• [Short exercise]
Pick out each line below that contains the word "light", and copy those lines.

• [Given records]
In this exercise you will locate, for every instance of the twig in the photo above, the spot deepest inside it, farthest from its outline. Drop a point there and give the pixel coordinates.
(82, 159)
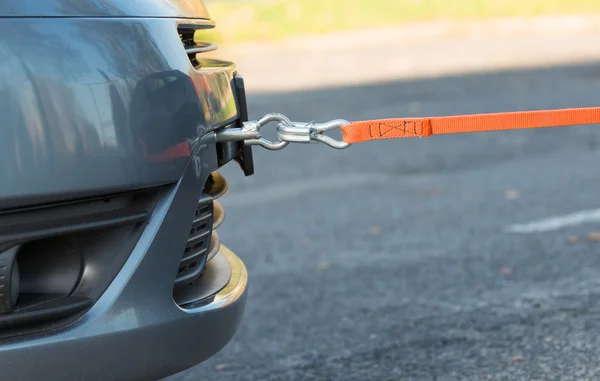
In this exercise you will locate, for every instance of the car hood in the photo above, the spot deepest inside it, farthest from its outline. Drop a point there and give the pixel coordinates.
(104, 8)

---

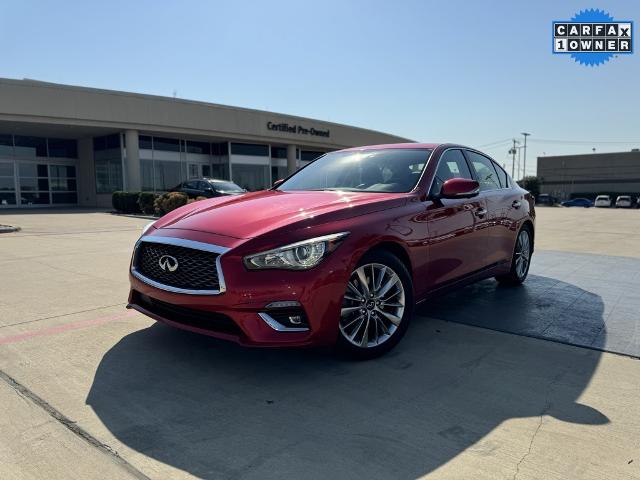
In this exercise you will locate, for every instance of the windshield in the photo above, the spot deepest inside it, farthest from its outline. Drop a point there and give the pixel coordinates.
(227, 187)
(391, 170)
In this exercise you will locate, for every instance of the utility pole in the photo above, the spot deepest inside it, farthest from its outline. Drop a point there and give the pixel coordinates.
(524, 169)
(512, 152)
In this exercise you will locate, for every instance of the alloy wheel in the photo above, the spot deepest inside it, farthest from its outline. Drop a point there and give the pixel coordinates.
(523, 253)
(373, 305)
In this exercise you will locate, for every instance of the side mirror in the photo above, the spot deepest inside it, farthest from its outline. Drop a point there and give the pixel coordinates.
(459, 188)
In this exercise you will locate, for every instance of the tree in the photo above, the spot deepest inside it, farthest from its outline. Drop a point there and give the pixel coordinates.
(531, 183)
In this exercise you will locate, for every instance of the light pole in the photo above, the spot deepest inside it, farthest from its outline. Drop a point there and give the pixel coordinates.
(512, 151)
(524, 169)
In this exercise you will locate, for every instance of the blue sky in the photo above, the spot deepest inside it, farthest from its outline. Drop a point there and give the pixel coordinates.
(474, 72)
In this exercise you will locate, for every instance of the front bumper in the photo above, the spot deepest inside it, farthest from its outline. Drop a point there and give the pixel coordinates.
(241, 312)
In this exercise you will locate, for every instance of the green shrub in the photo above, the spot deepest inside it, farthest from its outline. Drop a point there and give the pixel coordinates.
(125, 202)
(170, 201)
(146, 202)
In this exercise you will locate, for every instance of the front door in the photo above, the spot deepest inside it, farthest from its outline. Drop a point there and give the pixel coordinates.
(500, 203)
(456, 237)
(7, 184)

• [Full answer]
In this exercise you will locate, for every instance of the light pole in the photo above, the spot deepest inside it, farthest from its outline. Drop a point there and give the pixel coordinates.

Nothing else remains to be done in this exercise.